# [Work to be completed]
Repeat the data that follows, keeping every character intact.

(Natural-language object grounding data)
┏━━

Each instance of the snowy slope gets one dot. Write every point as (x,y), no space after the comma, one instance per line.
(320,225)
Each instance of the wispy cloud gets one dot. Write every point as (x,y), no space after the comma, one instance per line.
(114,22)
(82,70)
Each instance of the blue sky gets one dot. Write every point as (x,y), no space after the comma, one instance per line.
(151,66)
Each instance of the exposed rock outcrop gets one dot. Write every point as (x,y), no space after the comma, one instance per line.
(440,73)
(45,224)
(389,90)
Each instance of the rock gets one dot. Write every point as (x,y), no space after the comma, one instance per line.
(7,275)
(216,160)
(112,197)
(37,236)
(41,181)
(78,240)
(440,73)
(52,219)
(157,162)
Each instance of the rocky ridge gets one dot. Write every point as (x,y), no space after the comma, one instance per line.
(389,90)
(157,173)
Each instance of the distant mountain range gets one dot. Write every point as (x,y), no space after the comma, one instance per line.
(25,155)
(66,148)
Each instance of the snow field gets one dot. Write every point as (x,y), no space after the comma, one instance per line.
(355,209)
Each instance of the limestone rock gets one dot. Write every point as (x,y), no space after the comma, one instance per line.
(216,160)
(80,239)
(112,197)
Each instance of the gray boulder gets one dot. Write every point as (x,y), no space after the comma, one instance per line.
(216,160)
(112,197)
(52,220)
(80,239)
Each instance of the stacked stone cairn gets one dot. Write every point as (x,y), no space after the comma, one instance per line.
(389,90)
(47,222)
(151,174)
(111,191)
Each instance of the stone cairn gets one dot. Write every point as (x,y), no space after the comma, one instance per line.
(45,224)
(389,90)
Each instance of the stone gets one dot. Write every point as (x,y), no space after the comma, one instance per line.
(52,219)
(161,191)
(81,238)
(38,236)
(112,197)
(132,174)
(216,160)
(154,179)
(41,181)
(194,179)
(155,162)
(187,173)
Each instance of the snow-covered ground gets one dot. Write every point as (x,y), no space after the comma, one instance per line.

┗━━

# [Output for this task]
Each instance of the snowy slope gets one dot. Write every point as (x,y), no space after the comma, one instance per line.
(320,225)
Each instance of the wispy cloud gets one dot. Write every point as (x,y), no space after the comma, one instance per line.
(114,22)
(82,70)
Each instance of the blue sky gets one dot. Write every point as (x,y), no space after the comma, one instance per line.
(151,66)
Each instance of the exposed rock outcrop gets one dot. Write every point as (x,y), no space after the comma, one instance per line.
(440,73)
(45,224)
(389,90)
Each instance of the rock gets one dot. Write every point as (x,y), no space after the comma, one instance per line.
(7,275)
(216,160)
(112,197)
(37,236)
(41,181)
(78,240)
(440,73)
(52,219)
(157,162)
Each instance of the rocky ridge gets one dot. Write every point as (x,y), no space after the comma, one instance per line.
(389,90)
(157,173)
Each instance of the distant mountain range gets one dot. Write every point as (x,y), no space after the comma, one instance per line.
(25,155)
(66,148)
Each instance of the snow field gets one dot. Write every point as (x,y), no space after the comma, one instance per line.
(355,209)
Each instance of the limestone rock gets one dot. Write every point as (x,y), no space after the comma, one instance per line.
(216,160)
(80,239)
(112,197)
Each instance of the gray boulder gets one dot. Write every point as (x,y), no space after the comma, one instance per line.
(216,160)
(112,197)
(52,220)
(80,239)
Each instance of the stacked stone cairn gets one dot. Write every point as (x,y), no space after the comma, one instance per line.
(389,90)
(47,222)
(151,174)
(111,191)
Each instance of the stone cairn gets one dot. Write every point as (x,y), no space after the comma, one instance per line.
(45,224)
(389,90)
Each instance of the stone gets one dot. Write every point as (x,y), no space after the comma, one instance per line.
(52,219)
(161,191)
(81,238)
(38,236)
(112,197)
(132,174)
(216,160)
(154,179)
(41,181)
(194,179)
(155,162)
(187,173)
Each instance of the snow-covered ground gets one dot. Write every point as (x,y), no space after the comma, one instance per line.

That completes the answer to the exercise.